» **Source information**:
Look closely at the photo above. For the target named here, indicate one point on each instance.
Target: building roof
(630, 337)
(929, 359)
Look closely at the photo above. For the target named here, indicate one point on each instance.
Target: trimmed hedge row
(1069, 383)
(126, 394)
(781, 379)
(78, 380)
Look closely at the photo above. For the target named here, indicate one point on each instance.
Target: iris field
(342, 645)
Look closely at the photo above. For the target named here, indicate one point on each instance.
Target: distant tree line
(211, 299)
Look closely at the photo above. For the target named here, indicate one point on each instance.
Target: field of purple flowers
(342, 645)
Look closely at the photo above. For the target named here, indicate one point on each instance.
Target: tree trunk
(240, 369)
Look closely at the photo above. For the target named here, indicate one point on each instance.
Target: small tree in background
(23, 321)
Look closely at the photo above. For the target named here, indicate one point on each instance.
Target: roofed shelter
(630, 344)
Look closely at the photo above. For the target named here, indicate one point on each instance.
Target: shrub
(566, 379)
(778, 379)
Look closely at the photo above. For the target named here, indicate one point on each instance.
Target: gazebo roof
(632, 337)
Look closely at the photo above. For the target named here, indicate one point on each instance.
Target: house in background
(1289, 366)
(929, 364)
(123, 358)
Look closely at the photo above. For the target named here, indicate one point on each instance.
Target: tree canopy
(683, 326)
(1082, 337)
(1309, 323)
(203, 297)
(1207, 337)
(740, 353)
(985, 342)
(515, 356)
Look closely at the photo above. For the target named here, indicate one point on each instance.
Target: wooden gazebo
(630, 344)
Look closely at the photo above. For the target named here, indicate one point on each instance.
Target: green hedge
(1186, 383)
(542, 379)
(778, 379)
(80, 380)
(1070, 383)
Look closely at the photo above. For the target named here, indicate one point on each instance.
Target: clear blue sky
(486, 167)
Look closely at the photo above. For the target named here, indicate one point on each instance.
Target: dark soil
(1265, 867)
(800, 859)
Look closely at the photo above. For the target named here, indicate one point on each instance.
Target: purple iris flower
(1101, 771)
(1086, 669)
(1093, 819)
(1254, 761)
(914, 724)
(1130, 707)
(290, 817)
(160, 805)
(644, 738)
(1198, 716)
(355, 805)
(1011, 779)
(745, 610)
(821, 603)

» **Work task**: Provide an exact transcription of every entry above.

» **Task response**:
Look closely at the photo above. For the target named here, indicate one point on each instance.
Target: building roof
(630, 337)
(929, 359)
Look closely at the photo above. For the target named here, indicate one point on each instance.
Target: trimmed hedge row
(1069, 383)
(126, 394)
(781, 379)
(78, 380)
Look closely at the photo above. For the target named here, indicate one point on each instance.
Target: iris field
(342, 645)
Look closely at the photo above. For the target named here, indicate one point on each instance.
Target: distant tree line
(211, 299)
Look closely at the photo above. For the target named here, indicate one point on each instance.
Target: field of purple flowers
(342, 645)
Look closely at the photo above. For the target named here, indicate one point on each instance.
Target: tree trunk
(240, 369)
Look closely at the photo above. For the target named here, indicate one point on each instance.
Target: small tree in background
(23, 321)
Look closely at the photo above. For the target named here, indicate one point on each instance.
Target: roofed shelter
(630, 344)
Look closely at the photo above. For the target named here, indicate one point on each instance.
Target: shrub
(566, 379)
(778, 379)
Look closely at the photo above. For the target named here, indicate one point on each instance.
Target: gazebo roof
(632, 337)
Look closely at the photo above. For the target named here, indicate one point on each instance.
Target: house in background
(1289, 366)
(929, 364)
(123, 358)
Look closely at the photo above. For the target named here, indicate one point on each instance.
Target: tree canopy
(683, 326)
(1082, 337)
(1309, 323)
(203, 297)
(1207, 337)
(740, 353)
(985, 342)
(515, 356)
Look closely at the photo above. For the target named here, indicate one point on each instance.
Target: wooden gazebo
(630, 344)
Look closely at the photo above. For the target named here, indicate one point on each instance.
Target: green hedge
(1186, 383)
(542, 379)
(778, 379)
(80, 380)
(1070, 383)
Look closely at the photo above. For the target named here, indicate one point on each instance.
Target: clear blue sky
(486, 167)
Look closely at the photo above. For the target named here, indicate one point on each instance.
Target: dark soil
(1265, 867)
(800, 859)
Look closely at the photo above. For the target named here, indicate one point on each instance.
Target: purple iris flower
(1101, 771)
(1086, 669)
(1093, 819)
(1254, 761)
(914, 724)
(1130, 707)
(290, 817)
(160, 805)
(644, 738)
(1198, 716)
(355, 805)
(1011, 779)
(745, 610)
(821, 603)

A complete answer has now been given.